┌──
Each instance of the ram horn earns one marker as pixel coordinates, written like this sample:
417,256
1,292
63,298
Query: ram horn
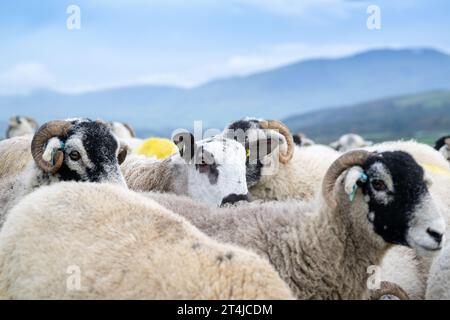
57,128
387,291
344,162
277,125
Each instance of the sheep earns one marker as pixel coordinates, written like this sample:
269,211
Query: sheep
20,126
438,287
14,155
126,134
282,171
388,291
123,246
302,141
322,248
443,146
78,150
349,142
210,170
161,148
402,265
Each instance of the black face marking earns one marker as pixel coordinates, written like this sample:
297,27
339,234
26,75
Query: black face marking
297,139
100,146
234,198
253,168
391,220
441,142
205,163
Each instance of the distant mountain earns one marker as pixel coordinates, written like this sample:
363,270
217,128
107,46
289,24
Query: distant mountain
424,116
293,89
└──
THE EXERCISE:
Retype the entries word for word. Omit any images.

FULL OUTPUT:
Each instance of the ram horn earns one marker as pixel coordinates, written like this sample:
417,256
1,292
63,298
Query: ram horn
57,128
387,291
344,162
277,125
Each instance of the sheep earns one marker as pixel coordinates, written like this sample:
269,211
Query: sheep
20,126
438,287
14,155
126,134
282,171
388,291
123,246
302,141
322,248
443,146
78,150
349,142
210,170
161,148
402,265
Each instance of the black face marking earns one marker as pixel coordinates, written like this sample:
297,27
339,234
26,75
Query: black face marking
297,139
100,146
234,198
253,168
391,220
441,142
205,163
Each instance of the distant mountain earns one marker as pixel coordinates, written like this sample:
363,270
217,128
107,46
289,24
Query: distant mountain
424,116
293,89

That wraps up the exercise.